## [SOURCE EXTRACT]
---*---

#' Multiverse Analysis for MPT Models
#'
#' Performs a multiverse analysis for multinomial processing tree (MPT) models
#' across different levels of pooling (i.e., data aggregation) and across
#' maximum-likelihood/frequentist and Bayesian estimation approaches. For the
#' frequentist approaches, no pooling (with and without parametric or
#' nonparametric bootstrap) and complete pooling are implemented using
#' \pkg{MPTinR}. For the Bayesian approaches, no pooling, complete pooling, and
#' three different variants of partial pooling are implemented using
#' \pkg{TreeBUGS}. Requires \code{data} on a by-participant level with each row
#' corresponding to data from one participant (i.e., different response
#' categories correspond to different columns) and the data can contain a single
#' between-subjects condition. Model equations need to be passed as a
#' \code{.eqn} model file and category labels (first column in \code{.eqn} file)
#' need to match the column names in \code{data}. Results are returned in one
#' \code{tibble} with one row per estimation method.

---*---

## [DATA SECTION]
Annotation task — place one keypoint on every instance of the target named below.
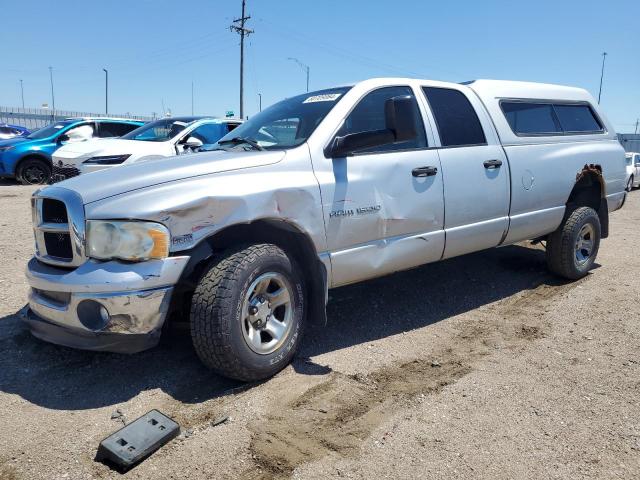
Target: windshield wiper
(238, 140)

---*---

## [PROBLEMS]
A - List every level of pooling that the MPT multiverse documentation names.
B - Continue the MPT multiverse documentation from the point where it stops.

## [OUTPUTS FOR THE TASKS]
A - No pooling, complete pooling, and partial pooling.

B -
#'
#' @param method \code{character} vector specifying which analysis approaches
#' should be performed (see Description below). Defaults to all available
#' methods.
#' @param dataset scalar \code{character} vector. Name of the data set that will
#' be copied to the results \code{tibble}.
#' @param data A \code{data.frame} containing the data. Column
#' names need to match category names in \code{model} (i.e., different from
#' \pkg{MPTinR} behavior, order of categories is not important, matching is
#' done via name).
#' @param model A model definition, typically the path to an \code{.eqn} model
#' file containing the model equations. Category names need to match column
#' names in \code{data}.
#' @param id scalar \code{character} vector. Name of the column that contains
#' the subject identifier. If not specified, it is assumed that each row
#' represents observations from one participant.
#' @param condition scalar \code{character} vector. Name of the column
#' specifying a between-subjects factor. If not specified, no between-subjects
#' comparisons are performed.
#' @param core \code{character} vector defining the core parameters of interest,
#' e.g., \code{core = c("Dn", "Do")}. All other parameters are treated as
#' auxiliary parameters.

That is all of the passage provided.